SOURCE RECORDS: Begin
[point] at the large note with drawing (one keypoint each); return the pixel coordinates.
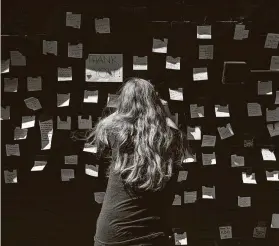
(104, 68)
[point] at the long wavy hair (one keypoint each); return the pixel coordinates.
(146, 147)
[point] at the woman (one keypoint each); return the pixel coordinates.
(147, 148)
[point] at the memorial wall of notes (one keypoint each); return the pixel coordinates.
(218, 72)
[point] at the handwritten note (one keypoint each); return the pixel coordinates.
(39, 166)
(104, 68)
(90, 96)
(75, 50)
(254, 109)
(20, 133)
(17, 59)
(204, 32)
(200, 74)
(102, 25)
(173, 63)
(64, 74)
(205, 52)
(46, 128)
(33, 103)
(10, 177)
(92, 170)
(12, 150)
(194, 133)
(10, 84)
(271, 41)
(34, 84)
(160, 45)
(64, 124)
(28, 121)
(139, 62)
(73, 20)
(50, 47)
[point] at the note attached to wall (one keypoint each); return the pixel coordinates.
(274, 63)
(46, 128)
(63, 100)
(64, 124)
(204, 32)
(90, 96)
(205, 52)
(140, 62)
(160, 45)
(12, 150)
(34, 83)
(49, 47)
(10, 84)
(173, 63)
(17, 59)
(271, 41)
(254, 109)
(75, 50)
(200, 74)
(104, 68)
(73, 20)
(102, 25)
(64, 74)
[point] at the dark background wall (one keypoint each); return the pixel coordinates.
(40, 209)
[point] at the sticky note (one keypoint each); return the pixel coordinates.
SOURCE RECORDS: End
Your copy should hold every entry exactly as written, but none of the pictures.

■ TASK OUTPUT ■
[point] at the large note with drawing (one keypoint each); return the pixel coordinates.
(104, 68)
[point] at the long wavy hair (one keypoint each); return the pixel coordinates.
(146, 147)
[point] at the woman (one keypoint each); return the pixel coordinates.
(147, 148)
[point] at the memorial wall of notes (one keypoint each); return the pixel coordinates.
(218, 72)
[point] at the handwritten note (one keypoint each); return the pixel coordinates.
(39, 166)
(104, 68)
(90, 96)
(75, 50)
(254, 109)
(20, 133)
(17, 59)
(204, 32)
(200, 74)
(102, 25)
(173, 63)
(64, 74)
(205, 52)
(46, 128)
(33, 103)
(10, 177)
(92, 170)
(12, 150)
(194, 133)
(10, 84)
(271, 41)
(34, 84)
(160, 45)
(64, 124)
(28, 121)
(139, 62)
(73, 20)
(50, 47)
[point] at the note attached to wall (one keypoint each); return the pixel coordinates.
(274, 63)
(46, 128)
(63, 100)
(64, 124)
(204, 32)
(90, 96)
(205, 52)
(140, 62)
(160, 45)
(12, 150)
(34, 83)
(49, 47)
(10, 84)
(173, 63)
(17, 59)
(271, 41)
(254, 109)
(75, 50)
(200, 74)
(104, 68)
(73, 20)
(102, 25)
(64, 74)
[point] at the dark background wall (one keypoint each); return the pixel coordinates.
(40, 209)
[point] at the sticky note (one keypoint each); return the pixel coordinates.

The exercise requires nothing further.